**Brano dell'esercizio**
▼

Questa è la testimonianza di Aurora, seguita in FFM Venezia Mestre, che rappresenta un tentativo di dire qualcosa sulla propria sofferenza piuttosto che limitarsi ad agirla direttamente sul corpo attraverso l’anoressia.
Lo scritto parla di come sia difficile e doloroso affrontare e gestire quel processo di separazione dall’Altro, dal suo volere, quel processo di individuazione dei propri desideri distinguendoli da ciò che gli altri vogliono da noi.
“Non so molto bene da dove iniziare quindi inizierò dal principio.
Sono sempre stata una bambina serena, o così mi dicono
Sono sempre stata una bambina felice, o così mi dicono
Sono sempre stata una bambina sorridente, o così mi dicono
Mi hanno sempre tutti riempito la testa di tante considerazioni, troppe, talmente tante che a volte faticavo a riconoscere ciò che volevo io da ciò che gli altri volevano da me
ma io cosa pensavo?
beh, ora che conosco come sono andate realmente le cose, penso che fosse tutto una grande frottola, e no, non ero la bambina sempre serena felice e sorridente che tutti conoscevano, o che almeno credevano di conoscere
nascondevo dentro di me un dolore ed un disagio talmente forti che avrei fatto di tutto pur di strapparmeli di dosso, proprio come tante volte ho pensato di strapparmi di dosso il grasso dalle cosce
vivevo in una realtà che mi stava così stretta che avrei fatto qualsiasi cosa in mio potere pur di cambiarla
un muro davanti a me
mi siedo alla scrivania della mia cameretta ed inizio a creare la mia vita,
una vita studiata a tavolino in cui decidevo io le regole e i divieti
la scacchiera era pronta, le pedine allineate,
ricorda, inizia prima il bianco,
3,2,1 che inizi il gioco
e così ho iniziato a giocare dimenticandomi però che se giochi da solo l’avversario non puoi che essere te stesso
bianco nero bianco nero bianco nero
ma io da che parte stavo?
chi dovevo far vincere?
e così mi sono persa in una partita infinita contro me stessa
tic tac tic tac tic tac tic tac tic.
L’orologio si è fermato,
io l’ho fermato
ho voluto calcificare la mia vita
fermare tutto,
io volevo continuare a giocare
la vita va avanti, non puoi metterla in pausa, il tempo scorre, e, tic tac tic a tac tic tac tic tac…
ma io voglio continuare a giocare,
sto bene nella mia cameretta
mi sento coccolata dai pupazzi che mi circondano, ho paura del mondo là fuori
non voglio fermare il gioco,
e se mi alzo dalla scrivania e volto la testa verso la porta cosa succede?

▲

**Dati memorizzati**
▼

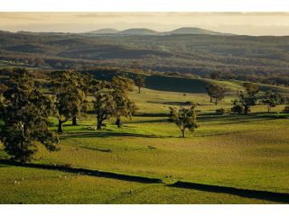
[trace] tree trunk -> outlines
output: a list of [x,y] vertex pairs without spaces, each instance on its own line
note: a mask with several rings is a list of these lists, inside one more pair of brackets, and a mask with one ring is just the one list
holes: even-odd
[[62,133],[63,132],[62,123],[63,123],[63,122],[61,120],[58,121],[58,130],[57,130],[58,133]]
[[73,126],[78,125],[78,122],[77,122],[76,116],[73,116],[73,117],[72,117],[72,125],[73,125]]
[[102,121],[98,120],[97,130],[101,130]]
[[181,132],[182,132],[182,138],[185,137],[185,129],[181,129]]
[[117,119],[116,124],[117,125],[118,128],[121,128],[122,122],[121,122],[120,118],[117,118]]
[[249,108],[247,105],[245,106],[245,114],[247,115],[247,112],[249,111]]

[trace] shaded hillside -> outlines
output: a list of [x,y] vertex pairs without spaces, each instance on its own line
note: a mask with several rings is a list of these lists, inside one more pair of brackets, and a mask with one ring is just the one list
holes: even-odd
[[[130,32],[154,33],[145,29]],[[208,77],[219,71],[238,79],[248,75],[270,77],[289,74],[289,37],[208,34],[86,35],[0,32],[0,60],[51,68],[118,67],[137,59],[144,71],[191,73]],[[237,77],[238,76],[238,77]],[[272,80],[272,79],[271,79]],[[279,82],[279,81],[278,81]],[[287,81],[279,82],[287,85]]]
[[[134,79],[135,74],[132,72],[120,72],[116,70],[89,70],[86,71],[97,79],[110,80],[116,75],[126,76]],[[243,89],[241,81],[218,81],[206,78],[186,78],[167,76],[145,76],[145,88],[180,93],[206,93],[206,86],[210,84],[219,85],[226,88],[227,94],[236,94],[237,91]],[[261,91],[272,90],[280,94],[289,94],[289,87],[274,86],[270,85],[257,84]]]

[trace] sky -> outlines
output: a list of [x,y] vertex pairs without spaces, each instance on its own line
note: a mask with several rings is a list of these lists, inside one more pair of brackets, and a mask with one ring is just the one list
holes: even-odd
[[86,32],[103,28],[160,32],[199,27],[242,35],[289,35],[289,13],[0,13],[0,30]]

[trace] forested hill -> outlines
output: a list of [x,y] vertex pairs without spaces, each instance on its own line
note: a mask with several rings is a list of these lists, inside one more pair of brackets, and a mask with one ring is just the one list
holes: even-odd
[[79,68],[96,66],[144,71],[264,77],[289,74],[289,37],[238,35],[86,35],[0,32],[0,59],[24,66]]

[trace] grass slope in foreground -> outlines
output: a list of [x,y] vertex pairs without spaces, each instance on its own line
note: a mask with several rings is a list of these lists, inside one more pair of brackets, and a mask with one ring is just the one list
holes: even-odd
[[[201,112],[218,106],[204,94],[132,93],[143,112],[165,112],[167,106],[198,101]],[[185,99],[184,99],[185,98]],[[283,106],[272,111],[281,111]],[[253,112],[266,111],[256,106]],[[55,121],[55,120],[53,120]],[[35,164],[66,165],[91,170],[231,186],[286,192],[289,188],[289,119],[284,114],[203,115],[201,127],[180,139],[177,127],[165,117],[134,117],[122,129],[107,122],[100,131],[88,116],[77,127],[68,122],[61,136],[61,150],[41,148]],[[53,129],[56,129],[53,128]],[[0,151],[0,158],[7,156]],[[266,200],[227,194],[169,187],[57,170],[0,165],[1,203],[268,203]],[[23,178],[23,180],[22,180]],[[14,184],[14,181],[17,181]],[[19,182],[19,183],[18,183]]]

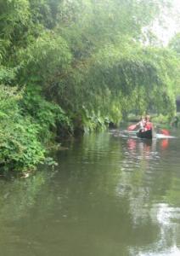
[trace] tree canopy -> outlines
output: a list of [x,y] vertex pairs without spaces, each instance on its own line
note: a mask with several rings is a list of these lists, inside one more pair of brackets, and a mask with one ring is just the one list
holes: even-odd
[[173,114],[179,35],[166,48],[143,42],[170,2],[0,0],[1,166],[31,167],[59,135],[132,112]]

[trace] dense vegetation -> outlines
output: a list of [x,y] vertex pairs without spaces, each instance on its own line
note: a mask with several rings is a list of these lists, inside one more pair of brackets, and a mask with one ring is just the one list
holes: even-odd
[[131,112],[174,114],[179,35],[160,48],[149,29],[168,4],[0,0],[1,168],[34,168],[60,136]]

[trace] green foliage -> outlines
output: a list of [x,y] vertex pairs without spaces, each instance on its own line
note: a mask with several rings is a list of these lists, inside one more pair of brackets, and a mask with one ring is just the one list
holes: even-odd
[[31,168],[59,135],[129,113],[174,114],[178,35],[142,44],[170,2],[0,0],[2,166]]
[[0,86],[0,166],[3,170],[34,168],[44,159],[37,140],[40,126],[20,115],[16,89]]

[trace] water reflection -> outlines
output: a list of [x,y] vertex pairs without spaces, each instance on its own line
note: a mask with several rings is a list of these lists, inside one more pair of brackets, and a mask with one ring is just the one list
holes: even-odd
[[0,181],[2,255],[178,253],[178,140],[104,132],[64,144],[55,172]]

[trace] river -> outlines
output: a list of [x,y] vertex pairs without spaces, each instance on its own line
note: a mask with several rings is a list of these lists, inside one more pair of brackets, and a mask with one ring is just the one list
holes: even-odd
[[0,179],[2,256],[180,255],[180,134],[64,142],[58,166]]

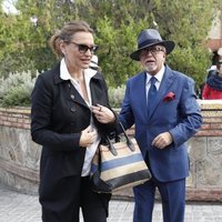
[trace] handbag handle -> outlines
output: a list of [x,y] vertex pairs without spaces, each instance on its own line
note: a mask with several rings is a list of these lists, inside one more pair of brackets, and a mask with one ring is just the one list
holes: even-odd
[[132,143],[132,141],[130,140],[130,138],[128,137],[128,134],[127,134],[127,132],[125,132],[125,130],[124,130],[122,123],[119,122],[119,124],[120,124],[120,127],[121,127],[121,129],[122,129],[122,132],[123,132],[125,139],[127,139],[127,144],[128,144],[128,147],[130,148],[131,151],[135,151],[135,147],[134,147],[134,144]]
[[[128,134],[127,134],[127,132],[125,132],[125,130],[124,130],[122,123],[119,122],[119,124],[120,124],[120,127],[121,127],[121,129],[122,129],[122,132],[123,132],[123,134],[124,134],[124,137],[125,137],[128,148],[129,148],[132,152],[134,152],[134,151],[135,151],[135,147],[134,147],[133,142],[132,142],[132,141],[130,140],[130,138],[128,137]],[[110,149],[110,152],[111,152],[113,155],[118,155],[118,151],[117,151],[117,149],[114,148],[114,145],[112,144],[112,142],[111,142],[111,140],[110,140],[109,137],[107,137],[107,141],[108,141],[108,147],[109,147],[109,149]]]

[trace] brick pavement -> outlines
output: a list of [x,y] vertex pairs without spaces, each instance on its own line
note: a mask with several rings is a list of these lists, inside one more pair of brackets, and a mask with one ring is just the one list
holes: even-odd
[[[132,222],[132,201],[112,200],[108,222]],[[41,222],[40,215],[38,196],[10,191],[0,185],[0,222]],[[160,203],[154,206],[153,222],[162,222]],[[185,222],[222,222],[222,204],[188,203]]]

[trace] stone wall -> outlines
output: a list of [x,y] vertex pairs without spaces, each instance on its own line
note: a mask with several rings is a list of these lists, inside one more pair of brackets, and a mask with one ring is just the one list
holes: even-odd
[[[222,101],[200,101],[200,105],[204,123],[188,141],[191,169],[186,200],[222,202]],[[133,128],[129,133],[133,134]],[[30,109],[0,108],[0,182],[37,194],[40,152],[30,137]],[[132,191],[117,192],[114,196],[132,198]]]

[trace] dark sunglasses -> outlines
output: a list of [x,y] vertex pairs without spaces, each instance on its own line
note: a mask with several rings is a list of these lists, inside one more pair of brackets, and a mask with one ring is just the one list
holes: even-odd
[[149,52],[151,52],[152,54],[158,54],[159,52],[164,52],[165,53],[165,49],[162,47],[148,47],[145,49],[142,49],[140,52],[140,56],[148,56]]
[[87,44],[79,44],[79,43],[73,42],[73,41],[67,41],[67,42],[77,46],[80,53],[85,53],[88,50],[90,50],[90,52],[92,54],[94,54],[94,52],[98,50],[97,44],[94,44],[92,47],[88,47]]

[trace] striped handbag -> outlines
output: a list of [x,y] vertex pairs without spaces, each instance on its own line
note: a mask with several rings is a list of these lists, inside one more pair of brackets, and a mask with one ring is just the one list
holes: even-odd
[[151,179],[135,139],[130,139],[120,123],[124,141],[100,144],[92,160],[92,189],[100,193],[132,188]]

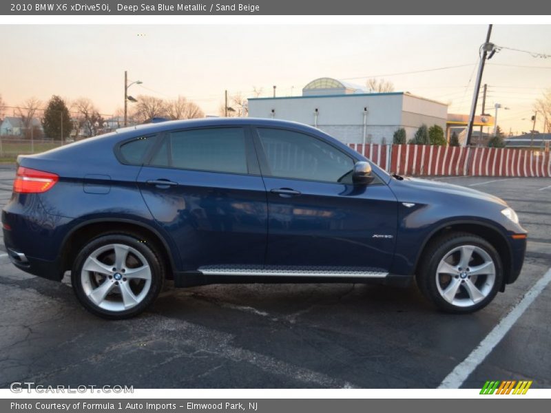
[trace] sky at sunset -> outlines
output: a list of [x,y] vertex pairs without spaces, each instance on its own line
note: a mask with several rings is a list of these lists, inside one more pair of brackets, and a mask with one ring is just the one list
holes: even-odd
[[[123,107],[128,70],[130,81],[143,82],[129,94],[183,96],[216,115],[225,89],[253,97],[255,86],[269,96],[276,85],[278,96],[298,96],[318,77],[360,85],[382,77],[396,91],[466,114],[486,30],[483,25],[0,25],[0,94],[10,106],[32,96],[87,97],[110,114]],[[494,105],[501,103],[510,108],[498,115],[503,131],[528,131],[534,100],[551,89],[551,57],[505,47],[551,55],[551,25],[496,25],[491,41],[504,48],[484,72],[486,112],[493,116]],[[419,72],[433,69],[439,70]]]

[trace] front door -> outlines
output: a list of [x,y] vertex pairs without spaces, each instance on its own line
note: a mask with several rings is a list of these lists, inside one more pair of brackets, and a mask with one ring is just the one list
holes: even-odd
[[268,197],[269,266],[388,272],[397,200],[376,179],[352,184],[354,160],[320,138],[258,128]]

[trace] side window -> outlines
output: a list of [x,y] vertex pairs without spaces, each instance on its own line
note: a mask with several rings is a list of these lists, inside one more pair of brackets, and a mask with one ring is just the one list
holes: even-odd
[[153,166],[247,173],[245,131],[211,128],[169,134],[153,156]]
[[119,153],[122,160],[127,164],[141,165],[154,142],[155,136],[144,136],[121,145]]
[[291,131],[258,131],[271,176],[352,183],[353,160],[329,144]]

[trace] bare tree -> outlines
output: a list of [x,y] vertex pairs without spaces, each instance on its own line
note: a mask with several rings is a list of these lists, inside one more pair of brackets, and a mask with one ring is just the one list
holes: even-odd
[[534,110],[537,112],[537,116],[541,116],[543,120],[543,132],[551,133],[551,89],[543,92],[543,96],[536,100]]
[[382,78],[378,80],[375,78],[368,79],[366,82],[366,86],[369,88],[370,91],[375,93],[394,92],[394,83]]
[[164,116],[166,114],[163,99],[147,95],[138,95],[136,110],[132,114],[141,123],[150,122],[154,118]]
[[172,120],[204,118],[205,112],[196,104],[184,96],[165,102],[167,116]]
[[104,120],[92,101],[87,98],[80,98],[72,106],[79,112],[78,126],[84,130],[84,135],[87,137],[97,135]]
[[32,97],[27,99],[23,102],[17,109],[17,116],[21,119],[23,127],[25,129],[25,138],[30,138],[34,135],[33,128],[36,125],[33,125],[32,120],[34,118],[34,114],[37,111],[40,109],[42,102],[37,98]]

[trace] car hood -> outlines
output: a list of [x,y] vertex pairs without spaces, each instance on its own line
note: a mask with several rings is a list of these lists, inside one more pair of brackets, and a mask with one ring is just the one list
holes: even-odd
[[[403,180],[397,180],[395,182],[399,183],[400,186],[415,190],[415,192],[423,191],[426,192],[439,193],[443,195],[448,194],[450,195],[466,196],[484,201],[500,204],[501,205],[507,205],[507,203],[505,201],[497,196],[490,195],[489,193],[486,193],[485,192],[481,192],[480,191],[477,191],[476,189],[472,189],[466,187],[461,187],[459,185],[454,185],[453,184],[429,180],[427,179],[408,177],[404,177]],[[399,199],[398,200],[402,202],[404,200]]]

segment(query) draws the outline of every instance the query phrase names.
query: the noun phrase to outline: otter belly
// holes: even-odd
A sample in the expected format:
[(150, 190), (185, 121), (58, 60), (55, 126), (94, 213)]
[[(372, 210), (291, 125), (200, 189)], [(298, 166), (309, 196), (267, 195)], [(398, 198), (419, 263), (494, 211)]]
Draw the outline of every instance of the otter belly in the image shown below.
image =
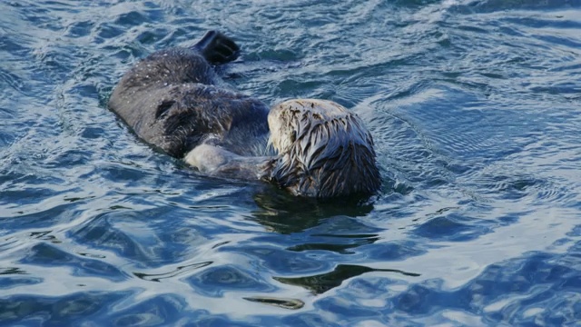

▲

**Esercizi**
(a) Secondo la testimonianza, presso quale struttura è seguita Aurora?
(b) Trascrivi dalla testimonianza il passo che va da "Questa è la" fino a "corpo attraverso l’anoressia." compreso.

**Soluzioni**
(a) Presso FFM Venezia Mestre.

(b)
Questa è la testimonianza di Aurora, seguita in FFM Venezia Mestre, che rappresenta un tentativo di dire qualcosa sulla propria sofferenza piuttosto che limitarsi ad agirla direttamente sul corpo attraverso l’anoressia.